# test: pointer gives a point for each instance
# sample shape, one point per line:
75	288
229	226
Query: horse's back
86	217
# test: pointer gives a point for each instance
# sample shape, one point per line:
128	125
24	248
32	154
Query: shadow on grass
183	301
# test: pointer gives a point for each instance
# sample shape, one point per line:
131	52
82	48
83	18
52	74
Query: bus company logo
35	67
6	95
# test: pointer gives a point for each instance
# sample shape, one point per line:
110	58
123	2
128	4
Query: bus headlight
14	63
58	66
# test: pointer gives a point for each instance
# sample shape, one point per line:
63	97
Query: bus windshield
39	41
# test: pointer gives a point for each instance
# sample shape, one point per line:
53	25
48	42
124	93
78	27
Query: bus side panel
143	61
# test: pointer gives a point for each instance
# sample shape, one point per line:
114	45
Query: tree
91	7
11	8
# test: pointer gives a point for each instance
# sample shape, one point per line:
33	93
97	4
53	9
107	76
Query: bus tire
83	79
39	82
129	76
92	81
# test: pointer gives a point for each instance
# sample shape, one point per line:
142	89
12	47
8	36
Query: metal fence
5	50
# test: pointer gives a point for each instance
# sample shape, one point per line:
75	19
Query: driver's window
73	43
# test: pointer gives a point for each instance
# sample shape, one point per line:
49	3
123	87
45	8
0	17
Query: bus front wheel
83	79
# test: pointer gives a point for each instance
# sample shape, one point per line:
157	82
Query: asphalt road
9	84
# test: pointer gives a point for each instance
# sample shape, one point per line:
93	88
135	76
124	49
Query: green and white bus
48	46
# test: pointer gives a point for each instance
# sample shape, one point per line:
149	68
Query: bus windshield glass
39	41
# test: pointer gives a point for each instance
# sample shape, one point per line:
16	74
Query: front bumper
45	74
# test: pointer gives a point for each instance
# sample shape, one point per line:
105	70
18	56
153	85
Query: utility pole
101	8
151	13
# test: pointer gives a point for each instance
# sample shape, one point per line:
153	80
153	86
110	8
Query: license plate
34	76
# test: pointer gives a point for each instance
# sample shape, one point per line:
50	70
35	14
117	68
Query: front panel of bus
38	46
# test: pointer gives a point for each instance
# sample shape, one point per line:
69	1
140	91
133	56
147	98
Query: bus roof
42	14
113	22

- DIRECTIONS -
Here, the records must be output exactly and in full.

- RESULT FOR THIS TASK -
# test: pointer gives a point for each instance
# sample shape, one point per line:
75	288
229	226
Query: horse's back
86	217
# test: pointer gives a point for each instance
# sample shape, one point per line:
128	125
24	248
32	154
Query: shadow on grass
183	301
# test: pointer gives a point for each instance
# sample shape, one point per line:
131	52
82	48
83	18
52	74
Query: bus company logo
35	67
6	95
# test: pointer gives a point for each instance
# sample shape, one point per line:
110	58
123	2
128	4
Query: bus headlight
14	63
58	66
# test: pointer gives a point for each instance
# sample shape, one point per line:
63	97
Query: bus windshield
39	41
# test: pointer gives a point for each instance
# sample shape, one point per line:
53	25
48	42
124	93
78	27
Query: bus side panel
143	61
# test: pointer gives a point for each instance
# sample shape, one point per line:
114	45
Query: tree
91	7
11	8
# test: pointer gives a point for each instance
# sample shape, one point per line:
33	93
97	4
53	9
107	76
Query: bus tire
83	79
39	82
129	76
92	81
# test: pointer gives a point for each instance
# sample shape, one point per line:
142	89
12	47
8	36
Query: metal fence
5	50
# test: pointer gives a point for each instance
# sample shape, one point per line:
75	19
Query: driver's window
73	43
# test: pointer gives a point for each instance
# sample shape, one point per line:
49	3
123	87
45	8
0	17
Query: bus front wheel
83	79
# test: pointer gives a point for each instance
# sample shape, one point per line:
157	82
Query: asphalt road
9	84
# test: pointer gives a point for each instance
# sample shape, one point per line:
93	88
135	76
124	49
Query: green and white bus
48	46
# test: pointer gives a point for each instance
# sample shape, one point per line:
149	68
Query: bus windshield glass
39	41
# test: pointer gives a point for each instance
# sample shape, one point per line:
16	74
Query: front bumper
45	74
# test: pointer gives a point for each instance
# sample shape, one point per line:
105	70
18	56
153	85
Query: utility pole
101	8
151	13
# test: pointer gives a point for each instance
# sample shape, one point per line:
153	80
153	86
110	8
Query: license plate
34	76
# test: pointer gives a point for each instance
# sample shape, one point per line:
50	70
35	14
117	68
Query: front panel of bus
38	46
# test: pointer gives a point for each instance
# sample shape, one point per line:
69	1
140	91
133	56
147	98
Query: bus roof
42	14
113	22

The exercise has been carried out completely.